Usually, Pradas celebrates by watching bonfires burn and people jump the fires where she lives in Zaragoza, Spain, she told Religion News Service in an email.
This year, with those gatherings cancelled by the continuing pandemic, the Wiccan witch said she’ll probably enjoy the sunrise from her rooftop with some tea and cherry cake. Dandelion tea is her favourite — she picks the flowers and dries them herself, brews them with lavender and dried peach and sweetens the drink with honey.
She’s shared recipes for cherry sun cake and for lavender and orange iced tea on Instagram in collaboration with another popular account, Wiccan Cuisine.
“I always feel that this day has a buzzing energy attached to it,” Pradas said.
The sabbats — the eight major holidays celebrated by Wiccans, witches and other pagans — are tied to the seasons, and their celebrations, like any holiday, often spotlight seasonal foods.
The summer solstice, celebrated this year on Sunday (June 20) in the Northern Hemisphere, is no different.
“It’s one of my favourite holidays because it’s like pure celebration,” said Deborah Blake, an eclectic witch and leader of the Blue Moon Circle in upstate New York.

Assigned task A — Decide whether each statement agrees with the solstice passage: (i) Pradas picks and dries the dandelions for her tea herself; (ii) the sabbats are twelve major holidays; (iii) Deborah Blake leads a circle in upstate New York. For each, answer yes or no and quote the deciding words.
Assigned task B — Please copy the solstice passage word for word between "She’s shared recipes" and "spotlight seasonal foods.", inclusive.

Supplied material —
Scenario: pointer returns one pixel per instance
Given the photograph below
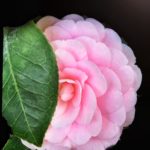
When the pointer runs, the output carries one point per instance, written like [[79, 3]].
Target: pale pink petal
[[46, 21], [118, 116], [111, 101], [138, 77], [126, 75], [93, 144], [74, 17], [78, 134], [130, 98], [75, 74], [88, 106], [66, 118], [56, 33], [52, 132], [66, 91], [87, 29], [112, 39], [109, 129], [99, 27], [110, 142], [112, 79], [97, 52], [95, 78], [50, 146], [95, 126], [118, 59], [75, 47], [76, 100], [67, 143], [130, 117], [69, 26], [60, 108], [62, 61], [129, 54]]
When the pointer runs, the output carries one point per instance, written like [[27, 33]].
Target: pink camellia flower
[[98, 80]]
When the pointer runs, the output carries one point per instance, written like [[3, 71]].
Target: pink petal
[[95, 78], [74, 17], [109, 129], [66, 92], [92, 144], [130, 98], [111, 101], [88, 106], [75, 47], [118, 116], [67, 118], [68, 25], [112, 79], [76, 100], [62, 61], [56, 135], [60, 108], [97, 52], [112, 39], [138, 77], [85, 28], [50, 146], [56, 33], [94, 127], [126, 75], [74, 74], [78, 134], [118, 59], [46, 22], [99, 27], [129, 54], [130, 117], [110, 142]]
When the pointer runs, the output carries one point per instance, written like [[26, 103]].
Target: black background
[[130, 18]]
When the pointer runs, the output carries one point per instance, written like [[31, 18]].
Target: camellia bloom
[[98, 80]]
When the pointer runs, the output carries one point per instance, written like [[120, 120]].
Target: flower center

--

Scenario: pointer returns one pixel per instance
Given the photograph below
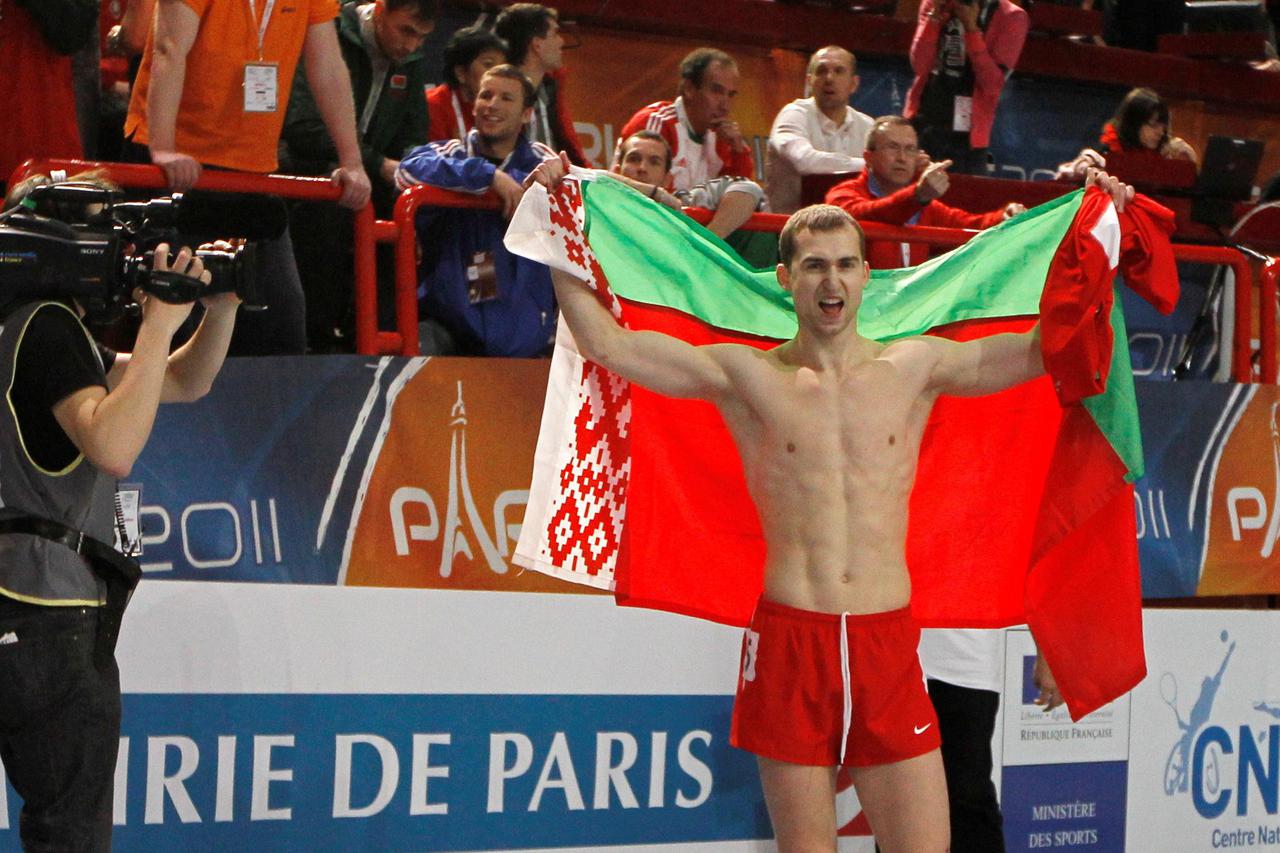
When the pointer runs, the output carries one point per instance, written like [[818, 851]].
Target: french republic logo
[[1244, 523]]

Exercise solution A —
(i) Yes: "she picks the flowers and dries them herself"
(ii) No: "the eight major holidays celebrated by Wiccans, witches and other pagans"
(iii) Yes: "leader of the Blue Moon Circle in upstate New York"

Exercise solution B —
She’s shared recipes for cherry sun cake and for lavender and orange iced tea on Instagram in collaboration with another popular account, Wiccan Cuisine.
“I always feel that this day has a buzzing energy attached to it,” Pradas said.
The sabbats — the eight major holidays celebrated by Wiccans, witches and other pagans — are tied to the seasons, and their celebrations, like any holiday, often spotlight seasonal foods.